=== RECORD EXTRACTS ===

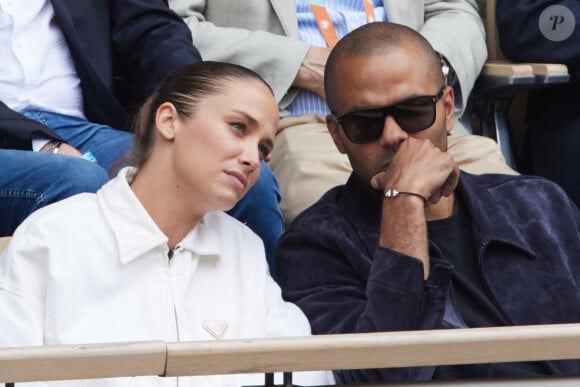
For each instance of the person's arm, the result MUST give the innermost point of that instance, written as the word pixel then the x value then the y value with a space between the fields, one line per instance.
pixel 455 29
pixel 521 38
pixel 23 290
pixel 149 42
pixel 17 131
pixel 277 58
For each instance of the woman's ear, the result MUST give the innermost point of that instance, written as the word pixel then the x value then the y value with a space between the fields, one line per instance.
pixel 166 120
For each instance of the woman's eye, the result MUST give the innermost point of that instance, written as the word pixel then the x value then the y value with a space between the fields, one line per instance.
pixel 264 151
pixel 238 126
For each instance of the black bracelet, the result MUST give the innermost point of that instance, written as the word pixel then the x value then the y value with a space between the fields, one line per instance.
pixel 393 193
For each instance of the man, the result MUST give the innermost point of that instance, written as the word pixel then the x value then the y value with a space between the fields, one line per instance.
pixel 282 41
pixel 547 31
pixel 72 74
pixel 411 242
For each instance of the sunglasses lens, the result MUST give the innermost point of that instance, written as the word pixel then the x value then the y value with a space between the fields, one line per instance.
pixel 364 126
pixel 412 115
pixel 415 115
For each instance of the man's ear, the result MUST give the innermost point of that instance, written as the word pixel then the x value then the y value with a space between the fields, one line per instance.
pixel 166 120
pixel 333 127
pixel 449 104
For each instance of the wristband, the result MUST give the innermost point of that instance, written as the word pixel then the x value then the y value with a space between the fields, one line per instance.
pixel 393 193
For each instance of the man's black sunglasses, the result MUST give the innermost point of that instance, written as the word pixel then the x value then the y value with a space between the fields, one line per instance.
pixel 413 115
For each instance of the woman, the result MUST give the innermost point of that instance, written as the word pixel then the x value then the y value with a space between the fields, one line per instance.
pixel 151 256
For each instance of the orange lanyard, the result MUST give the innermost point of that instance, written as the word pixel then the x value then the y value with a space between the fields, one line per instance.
pixel 325 24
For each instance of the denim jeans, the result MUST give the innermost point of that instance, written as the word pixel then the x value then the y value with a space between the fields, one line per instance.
pixel 30 180
pixel 45 178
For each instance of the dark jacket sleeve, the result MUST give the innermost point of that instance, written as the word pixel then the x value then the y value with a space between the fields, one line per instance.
pixel 149 42
pixel 16 131
pixel 540 30
pixel 328 273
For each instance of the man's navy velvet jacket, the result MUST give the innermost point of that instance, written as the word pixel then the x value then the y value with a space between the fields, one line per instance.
pixel 136 41
pixel 527 239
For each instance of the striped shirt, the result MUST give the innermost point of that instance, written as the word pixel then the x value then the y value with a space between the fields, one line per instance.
pixel 346 15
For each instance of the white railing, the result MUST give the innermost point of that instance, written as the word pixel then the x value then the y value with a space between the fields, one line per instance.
pixel 323 352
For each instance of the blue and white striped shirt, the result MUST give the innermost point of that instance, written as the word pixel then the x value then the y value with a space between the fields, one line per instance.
pixel 346 15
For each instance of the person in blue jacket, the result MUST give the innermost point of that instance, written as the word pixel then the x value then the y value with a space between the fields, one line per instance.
pixel 71 76
pixel 547 31
pixel 412 242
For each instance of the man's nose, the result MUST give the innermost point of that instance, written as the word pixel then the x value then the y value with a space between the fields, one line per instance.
pixel 250 156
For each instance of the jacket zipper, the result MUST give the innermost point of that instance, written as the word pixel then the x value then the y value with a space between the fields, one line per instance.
pixel 170 253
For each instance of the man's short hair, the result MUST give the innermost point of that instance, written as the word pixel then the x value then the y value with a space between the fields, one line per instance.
pixel 378 39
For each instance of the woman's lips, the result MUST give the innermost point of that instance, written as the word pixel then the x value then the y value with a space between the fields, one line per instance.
pixel 243 180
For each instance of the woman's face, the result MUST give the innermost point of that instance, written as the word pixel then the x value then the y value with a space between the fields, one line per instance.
pixel 217 151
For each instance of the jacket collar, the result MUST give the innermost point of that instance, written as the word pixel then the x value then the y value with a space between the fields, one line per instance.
pixel 491 220
pixel 134 230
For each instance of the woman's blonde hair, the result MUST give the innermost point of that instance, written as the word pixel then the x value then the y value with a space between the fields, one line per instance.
pixel 184 88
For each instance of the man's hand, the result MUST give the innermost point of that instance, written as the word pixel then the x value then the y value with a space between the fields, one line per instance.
pixel 419 166
pixel 311 73
pixel 64 149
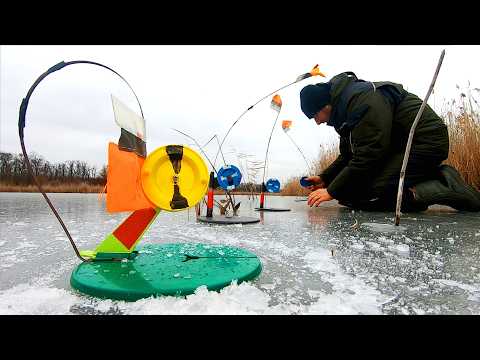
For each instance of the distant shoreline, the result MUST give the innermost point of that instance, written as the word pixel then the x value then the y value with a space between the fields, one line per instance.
pixel 94 189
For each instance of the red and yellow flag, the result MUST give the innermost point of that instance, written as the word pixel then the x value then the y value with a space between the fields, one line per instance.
pixel 276 103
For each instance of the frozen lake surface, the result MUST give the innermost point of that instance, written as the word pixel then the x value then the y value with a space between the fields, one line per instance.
pixel 326 260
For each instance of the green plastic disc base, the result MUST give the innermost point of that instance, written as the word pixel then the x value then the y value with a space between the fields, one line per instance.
pixel 166 269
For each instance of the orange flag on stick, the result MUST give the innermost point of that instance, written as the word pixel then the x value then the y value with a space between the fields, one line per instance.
pixel 124 185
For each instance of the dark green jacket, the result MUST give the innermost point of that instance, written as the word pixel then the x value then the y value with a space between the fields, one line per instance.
pixel 381 131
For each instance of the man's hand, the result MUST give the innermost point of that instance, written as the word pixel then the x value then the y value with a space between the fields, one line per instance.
pixel 318 196
pixel 318 183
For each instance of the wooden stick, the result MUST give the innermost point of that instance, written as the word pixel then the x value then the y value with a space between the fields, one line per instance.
pixel 410 138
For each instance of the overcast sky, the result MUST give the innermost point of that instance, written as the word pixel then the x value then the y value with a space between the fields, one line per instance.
pixel 201 90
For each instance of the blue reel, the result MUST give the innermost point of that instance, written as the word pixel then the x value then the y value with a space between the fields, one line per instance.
pixel 273 185
pixel 229 177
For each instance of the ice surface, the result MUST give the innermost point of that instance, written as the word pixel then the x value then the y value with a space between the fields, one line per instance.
pixel 314 261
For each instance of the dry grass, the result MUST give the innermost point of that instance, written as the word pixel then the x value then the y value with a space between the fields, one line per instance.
pixel 54 188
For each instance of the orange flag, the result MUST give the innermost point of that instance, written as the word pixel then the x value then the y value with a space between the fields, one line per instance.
pixel 124 185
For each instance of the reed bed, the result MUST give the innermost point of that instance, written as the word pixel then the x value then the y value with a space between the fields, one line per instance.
pixel 54 188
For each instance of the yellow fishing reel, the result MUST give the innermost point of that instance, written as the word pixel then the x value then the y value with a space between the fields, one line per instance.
pixel 174 177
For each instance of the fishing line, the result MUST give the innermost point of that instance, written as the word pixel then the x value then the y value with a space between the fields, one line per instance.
pixel 315 71
pixel 21 126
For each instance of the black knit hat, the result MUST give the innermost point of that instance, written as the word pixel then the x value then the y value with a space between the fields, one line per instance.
pixel 314 97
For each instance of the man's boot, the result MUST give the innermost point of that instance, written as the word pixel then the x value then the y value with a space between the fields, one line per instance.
pixel 450 190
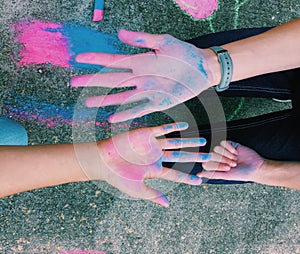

===

**DESCRIPTION OF THE TASK**: The entries are to be restated word for word, with pictures omitted.

**RESULT OF THE EXERCISE**:
For each instance of the person's arm, the result MUST give the innermost point of that instance, written as the word pixel then the x value then the y value with a space between the fields, one line per instance.
pixel 455 29
pixel 521 38
pixel 23 290
pixel 149 42
pixel 17 131
pixel 277 58
For each instance of the woman's ear, the result MUST give the innermost point of that instance, written as the word pixel then the x value then the y value with a space between the fields, one line per instance.
pixel 166 120
For each instance of the woman's eye, the result MUST give the innermost point of that instance, written as the word pixel then the x value then the y value with a space between the fields, one line per instance.
pixel 264 151
pixel 238 126
For each instance of the black bracelet, the result MUST give the innermost point of that instance, written as the word pixel then the x value then the y value with a space between the fields, one line per instance.
pixel 393 193
For each instance of the man, the result MUST give the innermost point of that instance, written as the word pixel then the x value then the y value with a space between the fields, one line per instance.
pixel 282 41
pixel 547 31
pixel 72 74
pixel 411 242
For each instance of the sunglasses lens, the result MUST give the innermost point of that instance, written as the word pixel then the x value then the y value with a space between the fields, one line per instance.
pixel 364 126
pixel 412 115
pixel 415 115
For each instance of the man's ear, the result MUST give the innermost point of that instance, written as the word pixel then the x value then the y value with a space between the fields, one line per instance.
pixel 166 120
pixel 333 127
pixel 449 104
For each instance of the wristband, the result MUST give the innermost point of that instance, written as the word pixel then the x value then the y value with a space between the fields, one line per instance.
pixel 393 193
For each instance of the man's black sunglasses, the result MUST give the innermost point of that instance, written as the word pixel then the x value then the y value with a space between the fields, one line per instance.
pixel 413 115
For each instance of the woman, the result MUST give the innermost point of that instance, written as the word pixel then the x value then the y value with a space between the fields, one line per instance.
pixel 151 256
For each instance of the orange lanyard, the result MUST give the innermost point of that instance, written as the word pixel then the x value then the y value with a space between the fields, one line per instance.
pixel 325 24
For each instance of the denim jeans, the result MUST give the innermost point of that instance, written as the word pixel then the x value then the y value with a space between the fields, one line per instance.
pixel 30 180
pixel 45 178
For each instance of the dark jacket sleeve, the result MUST give the innermost point of that instance, written as the word pixel then the x value then the y value with a space between the fields, one line per instance.
pixel 149 42
pixel 16 131
pixel 540 30
pixel 328 273
For each instance of the man's navy velvet jacket, the result MUST give the innermost point of that instance, written as the word pixel then the x value then the y value with a space between the fields, one line per instance.
pixel 136 41
pixel 527 239
For each instance of the striped shirt, the result MUST give the innermost point of that instance, written as the word pixel then the x value then the y value with a space between the fields, one line per instance.
pixel 346 15
For each instance of the white railing, the result MUST give the innermost point of that instance, written as the word pixel then the x value then the y value with a space between the fields, one line per instance.
pixel 323 352
For each instance of the blue and white striped shirt, the result MUST give the innermost point of that instance, written as the word pixel then the x value then the y value with a space between the fields, one line per instance.
pixel 346 15
For each instance of the person in blue jacket, the result MUST give the innermost point of that instance, written as the word pixel then the x value then the y value with a space between the fields, one line per instance.
pixel 71 76
pixel 547 31
pixel 412 242
For each instance of the man's nose, the result MUST give the innermost point of that instance, written as the word pixel then the x value then the y value with a space between the fields, one line per instance.
pixel 250 156
For each instance of the jacket zipper, the result MUST give the innermost point of that instance, written as the word pixel then the x value then the y value with a space between the fields, one line per instance.
pixel 170 253
For each instance of the man's short hair, the result MUST give the innermost point of that instance, written as the word pixel then the x value then the y value with a space between the fields, one line per instance.
pixel 378 39
For each instance of the woman's lips, the result MUST give the innermost point of that instance, written as the word pixel then the x value then the y value with a space between the fields, one line per instance.
pixel 243 180
For each instance of the woman's face, the result MUST give the innermost point of that instance, written as the word pixel then the x value then the y value with a space between the fields, one line per instance.
pixel 217 151
For each instance of the jacket collar, the result MUST give the innermost point of that instance, written as the word pixel then the x value then the y value with a space between the fields, one line per instance.
pixel 491 220
pixel 134 230
For each instance of the woman's blonde hair, the result MUST give the innermost point of that instance, written as the word pixel then the x value then the y value with a space between the fields, one line per instance.
pixel 184 88
For each instance of the man's hand, the result MUST give the innermost point of that instance, written as the word pixel then the x value then the y value with a space between the fields, one line per instance.
pixel 419 166
pixel 311 73
pixel 64 149
For each instance of the distant shoreline, the result MUST give the innermost point of that instance, written as the word pixel then the x value then the y value with a space between the fields, one line per instance.
pixel 94 189
For each instance of the red and yellow flag, the result MUST give the innermost point of that instance, written as the word pixel then the x value then the y value with a space between the fields, one line per instance.
pixel 276 103
For each instance of the frozen lake surface, the result MUST give the innermost point of that instance, written as the word pixel then the x value then the y value with a space between the fields, one line per instance.
pixel 326 260
For each instance of the green plastic disc base, the result MUST give the innermost point of that instance, written as the word pixel then the x value then the y value with a space between the fields, one line per instance.
pixel 166 269
For each instance of the orange flag on stick, the result MUST give the innermost point of that instance, written as the word pixel then the x value then the y value with a space between the fields, one line per instance.
pixel 124 185
For each instance of the dark green jacket, the result MUST give the innermost point of that instance, written as the word pixel then the x value then the y value with a space between the fields, one line per instance.
pixel 381 131
For each instance of the man's hand, the result MUST give the innermost point of that instance, written as the word pixel then the x value then the y value with a space between the fields, one line per instance.
pixel 318 196
pixel 318 183
For each instance of the wooden stick, the result MUST give the innermost point of that instance, written as the word pixel then the x value then the y value with a space between the fields, one line per instance.
pixel 410 138
For each instance of the overcast sky, the result MUST give the innermost point of that instance, written as the word pixel then the x value then the y value with a space between the fields, one line per instance.
pixel 201 90
For each instance of the blue reel, the result MUST give the innermost point of that instance, written as the word pixel then the x value then the y value with a space between the fields, one line per instance.
pixel 273 185
pixel 229 177
For each instance of the ice surface, the result MUST give the innermost point of that instance, written as the word pixel then the x value then the y value with a space between the fields, one line per instance.
pixel 314 261
For each instance of the dry grass, the result MUST give the innermost point of that instance, written as the word pixel then the x value then the y value with a space between the fields, one line per instance.
pixel 54 188
For each instance of the orange flag, the result MUST give the innermost point of that instance, written as the word pixel then the x value then the y value with a space between the fields, one line per instance.
pixel 124 185
For each instance of the reed bed, the result MUST give the innermost point of that instance, written as the word pixel then the x value then the y value with a space between the fields, one line per instance.
pixel 54 188
For each instance of the yellow fishing reel, the result MUST give the innermost point of that instance, written as the word pixel then the x value then the y value with a space between the fields, one line per instance.
pixel 174 177
For each instance of the fishing line, the result MUST give the innermost point of that instance, written as the word pixel then the x value then the y value with a space between the fields, one line per instance.
pixel 315 71
pixel 21 126
For each instance of the black knit hat, the result MUST give the innermost point of that instance, written as the word pixel then the x value then the y value with a space between the fields, one line per instance.
pixel 314 97
For each instance of the man's boot, the result MUST give the innermost point of that instance, written as the word pixel then the x value then the y value with a space between the fields, one line per instance.
pixel 450 190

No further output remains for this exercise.